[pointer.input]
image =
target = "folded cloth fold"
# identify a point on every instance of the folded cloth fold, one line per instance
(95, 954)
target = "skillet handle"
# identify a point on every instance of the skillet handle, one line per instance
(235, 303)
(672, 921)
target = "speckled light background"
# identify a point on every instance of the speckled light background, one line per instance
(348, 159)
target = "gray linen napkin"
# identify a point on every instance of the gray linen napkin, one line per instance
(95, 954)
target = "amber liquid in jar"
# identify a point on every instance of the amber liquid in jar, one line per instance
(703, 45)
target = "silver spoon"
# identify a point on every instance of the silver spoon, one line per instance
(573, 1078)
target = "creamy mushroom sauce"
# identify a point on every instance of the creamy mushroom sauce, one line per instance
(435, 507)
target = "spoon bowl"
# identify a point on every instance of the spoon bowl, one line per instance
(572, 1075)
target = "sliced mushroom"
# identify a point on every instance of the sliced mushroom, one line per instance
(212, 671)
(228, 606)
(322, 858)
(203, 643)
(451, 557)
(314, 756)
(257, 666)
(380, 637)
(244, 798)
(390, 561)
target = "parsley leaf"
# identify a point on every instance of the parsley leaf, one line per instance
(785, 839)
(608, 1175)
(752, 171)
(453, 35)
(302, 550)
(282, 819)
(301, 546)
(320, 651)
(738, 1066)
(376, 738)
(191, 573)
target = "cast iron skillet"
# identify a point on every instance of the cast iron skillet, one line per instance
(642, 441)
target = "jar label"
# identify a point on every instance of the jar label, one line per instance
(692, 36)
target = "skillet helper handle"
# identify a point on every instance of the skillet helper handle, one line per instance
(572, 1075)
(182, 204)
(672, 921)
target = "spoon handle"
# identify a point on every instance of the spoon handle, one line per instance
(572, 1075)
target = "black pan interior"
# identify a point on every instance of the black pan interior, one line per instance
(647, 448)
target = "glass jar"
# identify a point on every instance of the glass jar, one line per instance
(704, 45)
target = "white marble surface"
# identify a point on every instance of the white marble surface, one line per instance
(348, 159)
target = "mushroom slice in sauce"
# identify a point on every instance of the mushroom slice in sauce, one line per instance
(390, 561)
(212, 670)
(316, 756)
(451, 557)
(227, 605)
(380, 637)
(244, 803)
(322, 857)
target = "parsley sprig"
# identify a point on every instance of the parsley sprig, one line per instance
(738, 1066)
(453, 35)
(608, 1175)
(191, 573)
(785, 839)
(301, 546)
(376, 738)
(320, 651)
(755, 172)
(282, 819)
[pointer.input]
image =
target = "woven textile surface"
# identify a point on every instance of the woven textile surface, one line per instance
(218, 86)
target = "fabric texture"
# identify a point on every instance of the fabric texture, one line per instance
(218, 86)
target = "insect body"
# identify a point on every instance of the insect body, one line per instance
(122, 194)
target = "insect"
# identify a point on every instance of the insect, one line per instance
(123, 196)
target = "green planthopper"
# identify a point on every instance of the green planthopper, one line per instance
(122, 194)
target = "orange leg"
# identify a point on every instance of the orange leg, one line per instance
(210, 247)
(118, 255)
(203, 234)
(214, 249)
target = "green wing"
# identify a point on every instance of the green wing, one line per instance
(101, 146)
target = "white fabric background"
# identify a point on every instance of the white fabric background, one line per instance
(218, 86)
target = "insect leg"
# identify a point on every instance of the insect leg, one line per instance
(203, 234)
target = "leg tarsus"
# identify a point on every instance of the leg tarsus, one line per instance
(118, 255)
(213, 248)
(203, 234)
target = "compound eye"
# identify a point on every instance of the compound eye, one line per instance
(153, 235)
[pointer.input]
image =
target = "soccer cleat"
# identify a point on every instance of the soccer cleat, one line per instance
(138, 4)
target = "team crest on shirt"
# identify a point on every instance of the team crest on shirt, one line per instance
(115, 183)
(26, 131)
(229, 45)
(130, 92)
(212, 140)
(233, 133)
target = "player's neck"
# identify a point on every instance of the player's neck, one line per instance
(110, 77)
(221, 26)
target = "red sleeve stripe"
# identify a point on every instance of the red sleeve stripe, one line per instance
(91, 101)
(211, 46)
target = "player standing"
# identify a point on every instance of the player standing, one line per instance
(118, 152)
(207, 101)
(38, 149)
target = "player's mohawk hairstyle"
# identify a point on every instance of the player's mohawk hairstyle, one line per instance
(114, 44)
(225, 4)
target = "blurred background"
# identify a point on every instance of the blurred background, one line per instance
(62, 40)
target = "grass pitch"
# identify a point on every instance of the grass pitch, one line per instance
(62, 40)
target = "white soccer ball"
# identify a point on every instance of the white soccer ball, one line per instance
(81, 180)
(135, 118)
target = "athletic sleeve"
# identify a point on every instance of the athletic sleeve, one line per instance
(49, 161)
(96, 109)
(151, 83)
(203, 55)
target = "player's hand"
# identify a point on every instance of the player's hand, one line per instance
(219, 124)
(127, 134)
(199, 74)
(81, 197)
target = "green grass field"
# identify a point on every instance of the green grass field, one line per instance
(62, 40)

WHAT TO WORK ON
An exact copy of every record is needed.

REPLY TO THE EXERCISE
[pointer.input]
image =
target = "folded cloth fold"
# identify a point on every instance of the folded cloth fold, one line per instance
(95, 954)
target = "skillet handle"
# identify a point on every instance of the skillet handle, one line per instance
(235, 303)
(672, 921)
target = "speckled light background"
# identify a point on every instance of the speckled light background, one line per instance
(348, 159)
target = "gray linen napkin"
# identify a point on every instance of the gray linen napkin, one line per instance
(95, 954)
target = "amber liquid in jar"
# identify a point on every instance of the amber liquid in jar, one line per instance
(703, 45)
target = "silver spoon"
# identify a point on every instance of the silver spoon, one line per instance
(573, 1078)
target = "creamy mushroom sauce"
# identify a point on every instance of the creamy mushroom sauce, one line per instance
(435, 507)
target = "spoon bowl"
# identify a point on every instance of the spoon bowl, one line per instance
(572, 1075)
target = "sliced mushroom"
# identify a point on every instance of the sliced mushroom, one line per instance
(212, 671)
(228, 606)
(322, 858)
(203, 643)
(451, 557)
(314, 756)
(257, 666)
(380, 637)
(244, 798)
(390, 561)
target = "parsley leaf"
# identify a point on every instance of the parsley leaf, one line per instance
(785, 839)
(608, 1175)
(752, 171)
(453, 35)
(302, 550)
(282, 819)
(301, 546)
(320, 651)
(738, 1066)
(376, 738)
(191, 573)
target = "cast iron skillet"
# identify a point on every instance of the cast iron skillet, one line per instance
(642, 441)
target = "jar label"
# identify a point on every instance of the jar label, one line per instance
(692, 36)
target = "skillet helper handle"
# identify a point on every instance of the skillet helper handle, one line per instance
(572, 1075)
(182, 204)
(672, 921)
target = "spoon handle"
# identify a point on every instance of the spoon handle, one line per instance
(572, 1075)
target = "black pan interior"
# identify a point on every instance of the black pan interior, one line per instance
(647, 448)
target = "glass jar"
# identify a point on every instance of the glass jar, one line per instance
(704, 45)
target = "white marble surface"
# identify a point on every instance of the white marble surface, one line per instance
(348, 159)
target = "mushroom slice in sauce"
# identify a point on every instance of the mushroom slice in sauce, one line per instance
(390, 561)
(212, 670)
(316, 756)
(451, 557)
(227, 605)
(380, 637)
(244, 803)
(322, 857)
target = "parsley sprig"
# identify a point on every instance of the parsley sprig, one line per instance
(738, 1066)
(453, 35)
(608, 1175)
(191, 573)
(785, 839)
(301, 546)
(376, 738)
(320, 651)
(755, 172)
(282, 819)
[pointer.input]
image =
target = "woven textile surface"
# identify a point on every instance of the woven textile surface, one line per instance
(218, 86)
target = "fabric texture"
# identify a point on every instance of the fabric texture, one line per instance
(218, 86)
target = "insect body"
# identify a point on every instance of the insect body, one line per instance
(122, 194)
target = "insect"
# identify a point on every instance of the insect, one line per instance
(123, 196)
target = "green planthopper"
# identify a point on every instance of the green planthopper, one line per instance
(122, 194)
target = "orange leg"
# identify a point on every instance of the orange leg, one line per instance
(210, 247)
(118, 255)
(203, 234)
(214, 249)
target = "green wing"
# identify a point on every instance of the green wing, one line per instance
(101, 146)
target = "white fabric background"
# identify a point on every instance of the white fabric background, one line per instance
(218, 86)
target = "insect leg"
# identify a point on every instance of the insect leg, one line per instance
(203, 234)
target = "leg tarsus"
# identify a point on every instance of the leg tarsus, one line per instance
(118, 255)
(213, 248)
(203, 234)
target = "compound eye"
# identify a point on every instance of the compound eye, one line per instance
(153, 235)
[pointer.input]
image =
target = "soccer cleat"
# identify a point on every instance of the soccer cleat, one line per instance
(138, 4)
target = "team crest on shirt"
# identify a point on every instance of the team crest on shirt, one line per instance
(115, 183)
(26, 131)
(229, 45)
(130, 92)
(212, 140)
(233, 133)
target = "player's neck"
# identify a point on every instance of the player's neck, one line per instance
(110, 77)
(221, 26)
target = "red sleeve stripe"
# identify a point on every instance of the red sleeve stripe, one line per instance
(91, 101)
(211, 46)
target = "player standing"
# identify a point on every instance of the player standing, one line per instance
(118, 152)
(207, 101)
(38, 149)
target = "player's mohawk hairstyle"
# identify a point on every instance of the player's mohawk hairstyle, one line per instance
(114, 44)
(225, 4)
target = "blurred background"
# identify a point on every instance of the blurred background, one line per instance
(62, 40)
target = "grass pitch"
# identify a point on every instance of the grass pitch, one line per instance
(62, 40)
target = "white soccer ball"
# identify a point on every instance of the white soccer ball, one line per instance
(81, 180)
(135, 118)
target = "athletic sleeve"
# identify a point on every instance of the athletic sleeve, one line per instance
(49, 161)
(96, 109)
(151, 83)
(203, 55)
target = "player's hand"
# identify a point on every instance of the player's hand, one line per instance
(219, 124)
(127, 134)
(199, 74)
(81, 197)
target = "green grass field"
# identify a point on every instance of the green grass field, one line per instance
(62, 40)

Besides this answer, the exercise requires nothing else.